Work to be completed:
Among the lines of data below, reproduce only those from the one with "For every instance of the blue" through the one with "[[149, 136]]", exactly as they stand, both ends included.
====== Study material ======
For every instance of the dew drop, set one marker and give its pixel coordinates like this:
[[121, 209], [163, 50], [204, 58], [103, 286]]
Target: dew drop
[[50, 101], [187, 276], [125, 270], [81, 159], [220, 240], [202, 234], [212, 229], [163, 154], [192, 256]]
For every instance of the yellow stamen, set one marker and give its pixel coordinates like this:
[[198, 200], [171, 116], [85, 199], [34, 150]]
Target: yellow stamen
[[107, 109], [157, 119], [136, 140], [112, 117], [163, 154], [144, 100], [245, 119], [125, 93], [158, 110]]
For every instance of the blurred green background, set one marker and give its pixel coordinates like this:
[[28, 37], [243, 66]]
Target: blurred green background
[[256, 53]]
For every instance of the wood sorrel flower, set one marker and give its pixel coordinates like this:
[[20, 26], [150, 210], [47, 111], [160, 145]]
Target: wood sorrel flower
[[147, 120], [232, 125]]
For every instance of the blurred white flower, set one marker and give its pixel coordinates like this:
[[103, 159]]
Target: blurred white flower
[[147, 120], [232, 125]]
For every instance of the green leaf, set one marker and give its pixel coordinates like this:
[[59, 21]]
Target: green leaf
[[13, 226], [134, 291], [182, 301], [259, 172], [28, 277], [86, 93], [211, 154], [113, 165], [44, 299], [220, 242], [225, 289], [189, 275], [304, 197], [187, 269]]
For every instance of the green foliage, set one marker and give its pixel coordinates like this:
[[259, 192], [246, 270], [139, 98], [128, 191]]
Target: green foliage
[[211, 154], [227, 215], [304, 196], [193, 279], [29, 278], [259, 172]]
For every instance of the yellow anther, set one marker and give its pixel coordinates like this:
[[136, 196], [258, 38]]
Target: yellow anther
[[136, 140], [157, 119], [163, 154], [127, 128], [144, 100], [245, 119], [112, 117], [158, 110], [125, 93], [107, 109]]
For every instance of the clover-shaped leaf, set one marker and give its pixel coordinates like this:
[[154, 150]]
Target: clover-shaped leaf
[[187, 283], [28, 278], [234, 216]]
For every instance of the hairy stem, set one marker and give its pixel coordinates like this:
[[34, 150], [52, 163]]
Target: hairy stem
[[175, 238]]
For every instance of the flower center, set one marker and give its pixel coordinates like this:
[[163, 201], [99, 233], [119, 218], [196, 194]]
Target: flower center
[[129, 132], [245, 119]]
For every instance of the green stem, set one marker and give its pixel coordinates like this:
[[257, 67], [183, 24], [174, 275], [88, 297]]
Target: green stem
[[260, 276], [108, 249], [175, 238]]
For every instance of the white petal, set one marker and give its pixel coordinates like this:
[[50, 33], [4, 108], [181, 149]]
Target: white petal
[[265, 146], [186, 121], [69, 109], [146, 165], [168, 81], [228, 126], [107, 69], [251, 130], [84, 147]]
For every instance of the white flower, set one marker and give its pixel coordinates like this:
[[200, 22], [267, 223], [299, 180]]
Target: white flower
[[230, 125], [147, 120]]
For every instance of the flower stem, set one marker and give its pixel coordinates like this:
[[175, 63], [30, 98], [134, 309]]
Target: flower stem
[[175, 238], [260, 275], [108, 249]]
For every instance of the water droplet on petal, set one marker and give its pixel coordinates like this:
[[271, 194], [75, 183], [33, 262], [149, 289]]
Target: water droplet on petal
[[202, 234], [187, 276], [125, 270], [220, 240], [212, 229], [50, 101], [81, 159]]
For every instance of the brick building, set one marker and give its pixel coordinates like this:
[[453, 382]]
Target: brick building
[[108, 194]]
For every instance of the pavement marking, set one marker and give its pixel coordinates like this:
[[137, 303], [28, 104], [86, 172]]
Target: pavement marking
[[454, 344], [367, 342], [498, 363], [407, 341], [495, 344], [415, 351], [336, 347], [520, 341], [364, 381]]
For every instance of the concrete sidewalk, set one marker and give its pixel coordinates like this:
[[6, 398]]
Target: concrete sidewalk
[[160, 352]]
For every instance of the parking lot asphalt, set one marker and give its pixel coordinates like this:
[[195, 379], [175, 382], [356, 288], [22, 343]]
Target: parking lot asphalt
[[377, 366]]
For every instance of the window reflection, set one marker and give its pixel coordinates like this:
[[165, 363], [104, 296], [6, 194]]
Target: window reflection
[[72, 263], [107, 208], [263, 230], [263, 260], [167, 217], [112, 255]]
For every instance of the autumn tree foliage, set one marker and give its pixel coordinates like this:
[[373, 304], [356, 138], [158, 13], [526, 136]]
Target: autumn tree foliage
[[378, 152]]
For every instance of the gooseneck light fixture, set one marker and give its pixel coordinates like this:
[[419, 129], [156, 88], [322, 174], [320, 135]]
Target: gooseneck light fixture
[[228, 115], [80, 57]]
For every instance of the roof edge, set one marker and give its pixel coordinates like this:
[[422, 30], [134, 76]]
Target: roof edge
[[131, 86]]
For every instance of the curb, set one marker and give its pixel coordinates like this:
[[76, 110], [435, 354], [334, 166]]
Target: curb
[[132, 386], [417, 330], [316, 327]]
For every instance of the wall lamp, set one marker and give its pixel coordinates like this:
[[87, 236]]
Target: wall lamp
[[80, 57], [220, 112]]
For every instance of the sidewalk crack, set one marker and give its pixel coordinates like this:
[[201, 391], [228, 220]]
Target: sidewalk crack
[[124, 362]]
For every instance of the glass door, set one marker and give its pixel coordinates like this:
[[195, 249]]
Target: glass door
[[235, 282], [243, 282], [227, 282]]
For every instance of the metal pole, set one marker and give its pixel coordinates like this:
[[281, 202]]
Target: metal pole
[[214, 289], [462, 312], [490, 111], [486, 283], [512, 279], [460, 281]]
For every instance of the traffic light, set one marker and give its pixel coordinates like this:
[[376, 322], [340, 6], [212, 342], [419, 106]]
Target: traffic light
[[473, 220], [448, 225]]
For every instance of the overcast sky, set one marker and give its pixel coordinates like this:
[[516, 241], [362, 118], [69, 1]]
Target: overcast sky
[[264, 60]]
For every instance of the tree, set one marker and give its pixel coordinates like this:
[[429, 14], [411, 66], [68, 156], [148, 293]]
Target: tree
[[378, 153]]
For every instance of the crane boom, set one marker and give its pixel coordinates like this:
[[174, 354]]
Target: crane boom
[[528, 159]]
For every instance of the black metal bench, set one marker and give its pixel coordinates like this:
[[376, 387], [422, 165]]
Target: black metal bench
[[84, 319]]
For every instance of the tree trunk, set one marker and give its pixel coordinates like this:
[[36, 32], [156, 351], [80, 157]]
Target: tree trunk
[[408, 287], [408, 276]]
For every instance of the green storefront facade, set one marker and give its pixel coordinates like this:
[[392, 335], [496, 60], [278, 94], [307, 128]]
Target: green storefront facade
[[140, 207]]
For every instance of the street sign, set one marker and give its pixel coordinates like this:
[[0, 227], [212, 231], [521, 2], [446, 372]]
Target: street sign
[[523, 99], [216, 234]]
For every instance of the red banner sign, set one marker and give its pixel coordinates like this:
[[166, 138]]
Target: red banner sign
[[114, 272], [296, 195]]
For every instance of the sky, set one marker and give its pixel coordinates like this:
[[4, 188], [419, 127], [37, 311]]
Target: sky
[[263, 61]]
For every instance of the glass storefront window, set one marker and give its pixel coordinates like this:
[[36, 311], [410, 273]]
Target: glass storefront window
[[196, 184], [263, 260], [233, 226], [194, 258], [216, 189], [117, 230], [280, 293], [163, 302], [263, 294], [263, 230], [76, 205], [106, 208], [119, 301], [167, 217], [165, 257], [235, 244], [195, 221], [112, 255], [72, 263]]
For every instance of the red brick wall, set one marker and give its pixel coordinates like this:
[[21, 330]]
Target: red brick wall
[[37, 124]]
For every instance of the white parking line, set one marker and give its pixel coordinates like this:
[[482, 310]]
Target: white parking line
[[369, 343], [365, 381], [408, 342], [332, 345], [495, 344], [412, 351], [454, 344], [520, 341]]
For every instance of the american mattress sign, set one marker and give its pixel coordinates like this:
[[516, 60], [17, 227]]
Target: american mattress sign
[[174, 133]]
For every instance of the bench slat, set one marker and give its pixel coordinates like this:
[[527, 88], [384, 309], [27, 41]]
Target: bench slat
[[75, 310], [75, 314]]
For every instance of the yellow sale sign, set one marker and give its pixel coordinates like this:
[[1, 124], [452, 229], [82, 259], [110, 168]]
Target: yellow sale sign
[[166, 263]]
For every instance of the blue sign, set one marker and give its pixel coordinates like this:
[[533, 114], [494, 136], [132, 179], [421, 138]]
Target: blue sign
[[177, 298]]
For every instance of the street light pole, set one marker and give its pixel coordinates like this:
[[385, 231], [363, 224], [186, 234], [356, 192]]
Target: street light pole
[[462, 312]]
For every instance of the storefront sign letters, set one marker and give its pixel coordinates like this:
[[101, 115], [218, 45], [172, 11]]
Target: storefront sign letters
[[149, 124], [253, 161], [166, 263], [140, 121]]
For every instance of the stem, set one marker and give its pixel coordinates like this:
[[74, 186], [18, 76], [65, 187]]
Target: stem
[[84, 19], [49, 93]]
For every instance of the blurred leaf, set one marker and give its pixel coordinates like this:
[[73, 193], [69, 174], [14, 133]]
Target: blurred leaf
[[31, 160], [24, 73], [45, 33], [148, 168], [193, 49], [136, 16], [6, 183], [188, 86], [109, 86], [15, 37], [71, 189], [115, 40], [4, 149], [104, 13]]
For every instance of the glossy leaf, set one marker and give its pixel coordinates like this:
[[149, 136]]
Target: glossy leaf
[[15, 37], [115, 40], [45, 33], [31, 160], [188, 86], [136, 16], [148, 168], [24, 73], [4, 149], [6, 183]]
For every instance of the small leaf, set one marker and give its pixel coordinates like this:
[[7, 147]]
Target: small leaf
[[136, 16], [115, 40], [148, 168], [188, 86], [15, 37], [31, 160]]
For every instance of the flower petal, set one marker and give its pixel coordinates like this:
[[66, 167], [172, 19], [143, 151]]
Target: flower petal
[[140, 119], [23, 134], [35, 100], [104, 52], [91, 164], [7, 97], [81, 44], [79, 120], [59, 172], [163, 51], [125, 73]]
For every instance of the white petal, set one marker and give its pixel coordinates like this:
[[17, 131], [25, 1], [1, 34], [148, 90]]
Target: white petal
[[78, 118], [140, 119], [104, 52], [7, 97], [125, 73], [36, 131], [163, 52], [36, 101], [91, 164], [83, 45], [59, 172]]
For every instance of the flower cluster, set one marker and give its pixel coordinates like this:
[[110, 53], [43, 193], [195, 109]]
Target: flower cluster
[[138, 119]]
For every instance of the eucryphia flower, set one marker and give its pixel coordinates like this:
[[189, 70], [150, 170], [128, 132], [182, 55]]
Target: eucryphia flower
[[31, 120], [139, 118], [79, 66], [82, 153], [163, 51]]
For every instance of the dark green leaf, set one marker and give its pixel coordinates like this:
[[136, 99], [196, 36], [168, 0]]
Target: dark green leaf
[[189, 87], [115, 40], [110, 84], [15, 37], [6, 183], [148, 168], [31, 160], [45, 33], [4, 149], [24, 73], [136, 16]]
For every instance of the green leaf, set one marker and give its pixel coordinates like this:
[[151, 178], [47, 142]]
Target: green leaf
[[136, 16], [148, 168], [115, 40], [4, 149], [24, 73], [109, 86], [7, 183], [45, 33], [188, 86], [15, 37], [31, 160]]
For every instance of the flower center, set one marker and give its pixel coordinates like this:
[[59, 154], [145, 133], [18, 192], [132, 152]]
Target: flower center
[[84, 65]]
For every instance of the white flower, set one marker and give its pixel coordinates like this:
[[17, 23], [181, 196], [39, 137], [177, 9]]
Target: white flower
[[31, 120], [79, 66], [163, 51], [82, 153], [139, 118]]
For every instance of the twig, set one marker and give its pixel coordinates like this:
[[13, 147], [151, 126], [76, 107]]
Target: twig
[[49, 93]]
======
Response to the task:
For every instance of the blue sign, set one marker and give its pixel coordinates like this:
[[533, 114], [494, 136], [132, 179], [421, 138]]
Target: blue sign
[[177, 298]]
For every instance of the street light pole, set one marker and give its pixel coordinates like this:
[[385, 231], [363, 224], [186, 234], [356, 192]]
Target: street light pole
[[462, 312]]
For every instance of the storefront sign letters, set one marker and give its pixel coordinates like this:
[[101, 115], [218, 45], [172, 11]]
Target: storefront sign letters
[[149, 124], [253, 161], [166, 263], [140, 121]]
For every instance of the stem, set one marker and give its pixel coordinates like this:
[[74, 186], [18, 76], [65, 187]]
Target: stem
[[84, 19], [49, 93]]
For every instance of the blurred leaf, set one marker and give its pixel coordinates like this:
[[73, 193], [69, 174], [14, 133]]
Target: blurred leaf
[[31, 160], [24, 73], [45, 33], [148, 168], [193, 49], [136, 16], [6, 183], [188, 86], [109, 86], [15, 37], [71, 189], [115, 40], [4, 149], [104, 13]]
For every instance of the glossy leaf, set one marker and give its pixel coordinates like this:
[[149, 136]]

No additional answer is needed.